> _TEXTE FOURNI_
--

Rien de tout cela ici. Les personnages surgissent de la « machine » pour dire leurs espoirs, leurs peurs et leurs haines, mais ne se regardent pas ou presque pas, leur regard est lointain, plongé vers le vide, même pas dirigé vers le public, mais vers un horizon inconnu.
Ils ne se touchent pas, restent très économes de leurs gestes, à peine esquissés, jamais accomplis, comme enfermés dans une bulle invisible.
Ils n’ont guère que le chant, ou la parole, pour exister sur le plateau, et en ce sens Ulrich Rasche obéit parfaitement à la loi tragique, où seule la parole est action.
C’est au contraire le dispositif qui bouge sans cesse à leur place, les déplaçant, les isolant à chaque fois dans un espace redessiné, en pente raide ou douce, avec des surfaces se croisant ou se superposant, et tous en équilibre instable sur des tapis roulants, nécessitant des interventions de chorégraphes (Jonathan Heck, Yannik Stöbener, Justus Pfankuch).
Ainsi, même quand ils marchent, ils font en réalité du sur-place, mais il faut bouger sans cesse car rester immobile ce serait se laisser entraîner par la machine écrasante qui occupe la scène. Le seul moyen de résister c’est de faire du « mouvement immobile » incessant, sur une pente quelquefois dangereuse. La « mise en danger » du chanteur est aussi celle du personnage : du même coup, le chanteur ne « joue » plus, ne fait pas l’acteur, il vit l’instabilité structurelle des personnages incarnés. Autre manière pour Ulrich Rasche de tuer toute velléité de jeu.

--

> _EXTRAIT DE DONNÉES_
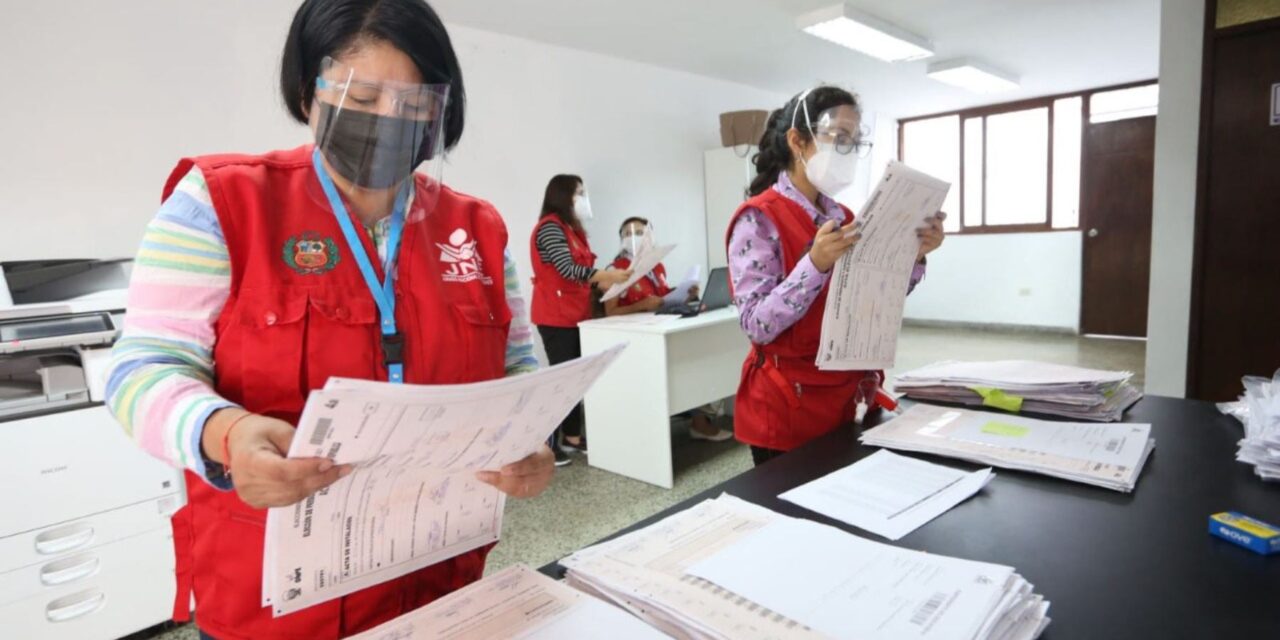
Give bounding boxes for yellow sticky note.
[969,387,1023,413]
[982,422,1032,438]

--

> _EXERCICES ÉCRITS_
1. Traduisez en anglais cette phrase du texte fourni : « Ils ne se touchent pas, restent très économes de leurs gestes, à peine esquissés, jamais accomplis, comme enfermés dans une bulle invisible. »
2. Répondez brièvement, d'après le texte fourni :
(a) Selon la loi tragique, qu'est-ce qui est seul action ?
(b) Qu'est-ce qui bouge sans cesse à la place des personnages ?
(c) Sur quoi les personnages sont-ils en équilibre instable ?
3. Recopiez le passage du texte fourni compris entre « Ils n’ont guère » et « parole est action. », ces mots inclus.

> _CORRIGÉ_
1. They do not touch one another and remain very sparing with their gestures, barely sketched, never completed, as if shut inside an invisible bubble.

2.
(a) La parole.
(b) Le dispositif.
(c) Sur des tapis roulants.

3.
Ils n’ont guère que le chant, ou la parole, pour exister sur le plateau, et en ce sens Ulrich Rasche obéit parfaitement à la loi tragique, où seule la parole est action.